- [Source records]
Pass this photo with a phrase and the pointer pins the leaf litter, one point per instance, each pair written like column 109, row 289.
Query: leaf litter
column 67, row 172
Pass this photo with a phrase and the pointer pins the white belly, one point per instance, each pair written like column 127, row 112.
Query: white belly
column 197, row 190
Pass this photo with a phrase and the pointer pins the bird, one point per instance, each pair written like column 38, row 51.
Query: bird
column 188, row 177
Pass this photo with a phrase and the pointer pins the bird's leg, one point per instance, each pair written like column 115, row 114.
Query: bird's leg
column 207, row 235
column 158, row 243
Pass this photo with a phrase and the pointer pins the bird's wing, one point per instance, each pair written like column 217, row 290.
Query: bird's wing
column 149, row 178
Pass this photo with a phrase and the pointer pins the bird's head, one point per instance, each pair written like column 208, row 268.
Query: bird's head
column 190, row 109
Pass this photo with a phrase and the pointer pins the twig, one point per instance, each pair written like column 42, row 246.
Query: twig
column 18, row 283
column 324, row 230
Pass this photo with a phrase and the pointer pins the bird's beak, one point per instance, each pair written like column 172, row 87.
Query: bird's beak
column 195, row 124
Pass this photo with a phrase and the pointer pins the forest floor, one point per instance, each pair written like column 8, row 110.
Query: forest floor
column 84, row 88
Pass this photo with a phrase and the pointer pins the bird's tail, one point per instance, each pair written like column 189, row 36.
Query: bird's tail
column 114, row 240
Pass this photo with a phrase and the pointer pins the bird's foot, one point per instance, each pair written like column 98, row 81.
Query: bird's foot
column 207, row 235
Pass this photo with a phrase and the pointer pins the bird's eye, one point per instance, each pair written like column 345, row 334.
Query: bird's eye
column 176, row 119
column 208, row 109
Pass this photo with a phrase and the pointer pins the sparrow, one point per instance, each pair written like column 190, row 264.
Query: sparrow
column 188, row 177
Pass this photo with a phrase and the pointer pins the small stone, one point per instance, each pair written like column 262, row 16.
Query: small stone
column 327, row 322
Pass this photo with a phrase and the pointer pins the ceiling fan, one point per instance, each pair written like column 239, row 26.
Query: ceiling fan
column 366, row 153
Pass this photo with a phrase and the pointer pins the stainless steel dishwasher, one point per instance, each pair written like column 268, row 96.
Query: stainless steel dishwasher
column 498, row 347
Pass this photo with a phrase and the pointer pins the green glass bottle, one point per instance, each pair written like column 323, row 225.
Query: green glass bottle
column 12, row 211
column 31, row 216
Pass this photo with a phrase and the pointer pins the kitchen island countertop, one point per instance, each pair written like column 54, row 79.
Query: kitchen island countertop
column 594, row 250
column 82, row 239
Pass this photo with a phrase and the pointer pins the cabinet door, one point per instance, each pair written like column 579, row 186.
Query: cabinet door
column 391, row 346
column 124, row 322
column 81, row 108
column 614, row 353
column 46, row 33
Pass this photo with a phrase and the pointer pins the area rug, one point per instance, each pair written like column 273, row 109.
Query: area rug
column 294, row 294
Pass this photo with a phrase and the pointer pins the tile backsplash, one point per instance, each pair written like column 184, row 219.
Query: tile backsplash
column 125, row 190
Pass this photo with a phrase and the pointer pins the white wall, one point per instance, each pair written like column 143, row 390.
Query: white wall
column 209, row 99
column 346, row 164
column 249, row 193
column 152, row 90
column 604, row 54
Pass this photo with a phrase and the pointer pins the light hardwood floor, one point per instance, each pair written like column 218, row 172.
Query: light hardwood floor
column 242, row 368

- [Stated exercise]
Rewrite all the entries above, swapping "pointer" for "marker" wherever it occurs and keeping everything else identical.

- [Answer to this task]
Pass this photo with a phrase and the marker pins the leaf litter, one point per instance, each pair written like column 109, row 289.
Query: leaf litter
column 67, row 172
Pass this photo with a phrase and the marker pins the white belly, one point per instance, each pair written like column 127, row 112.
Query: white belly
column 197, row 190
Pass this photo with a phrase and the marker pins the bird, one point per instance, each pair written like column 38, row 51.
Query: bird
column 188, row 177
Pass this photo with a phrase and the marker pins the bird's leg, one point per instance, each pair written like column 115, row 114.
Query: bird's leg
column 207, row 235
column 158, row 243
Pass this photo with a phrase and the marker pins the bird's wing, one point per instance, each pair written like column 217, row 290.
Query: bird's wing
column 149, row 178
Pass this photo with a phrase and the marker pins the bird's head, one point per instance, each pair written like column 208, row 268.
Query: bird's head
column 190, row 109
Pass this photo with a phrase and the marker pins the twig, one point per instance, each pair written like column 42, row 246.
Query: twig
column 18, row 283
column 324, row 230
Pass this photo with a phrase and the marker pins the bird's beak, one point per instance, each pair written like column 172, row 87.
Query: bird's beak
column 195, row 124
Pass this photo with a phrase and the marker pins the forest floor, one point per instance, each pair written like column 8, row 110.
Query: forest floor
column 84, row 88
Pass this photo with a phrase and the marker pins the bird's tail, one point per instance, each pair written like column 189, row 36.
Query: bird's tail
column 114, row 240
Pass this photo with a phrase and the marker pins the bird's foot, one point per instance, each pair written like column 98, row 81.
Query: bird's foot
column 207, row 235
Pass this photo with a phrase and the marker pins the bird's eye, one point per instance, each pair written like column 345, row 334.
Query: bird's eye
column 176, row 119
column 208, row 109
Pass this photo with a phrase and the marker pins the sparrow, one point per instance, each pair written like column 190, row 264.
Query: sparrow
column 188, row 177
Pass this photo with a phrase and the marker pins the small stone, one point per instance, each pair written like column 262, row 16.
Query: small stone
column 327, row 322
Pass this photo with a phrase and the marker pins the ceiling fan, one point per instance, each pair written like column 239, row 26.
Query: ceiling fan
column 366, row 153
Pass this photo with a phrase and the marker pins the stainless steel dishwasher, one point per instance, each pair written like column 268, row 96.
Query: stainless steel dishwasher
column 498, row 347
Pass this photo with a phrase and the marker pins the green glass bottle, one point per instance, each pair written like column 323, row 225.
Query: green glass bottle
column 12, row 211
column 31, row 216
Pass this photo with a phrase and the marker pins the kitchen island countertop, one point per instance, each pair written like column 54, row 79.
Query: kitchen island countertop
column 594, row 250
column 82, row 239
Pass this photo with a phrase and the marker pins the cabinet door, one point per instance, each pair written like column 579, row 186.
Query: cabinet door
column 391, row 346
column 124, row 322
column 81, row 108
column 614, row 353
column 46, row 33
Pass this photo with a phrase and the marker pins the area rug, one point per instance, each pair written like column 273, row 109.
Query: area rug
column 294, row 294
Pass this photo with a phrase and the marker pins the tile backsplash, one point per instance, each pair written like column 184, row 219.
Query: tile backsplash
column 125, row 190
Pass this photo with a phrase and the marker pins the white wall, one point per instance, each pair written like column 143, row 390.
Query: white wall
column 209, row 99
column 346, row 164
column 249, row 193
column 152, row 90
column 604, row 54
Pass this photo with a phrase and the marker pins the light hardwood floor, one point per instance, each pair written like column 218, row 172.
Query: light hardwood floor
column 242, row 368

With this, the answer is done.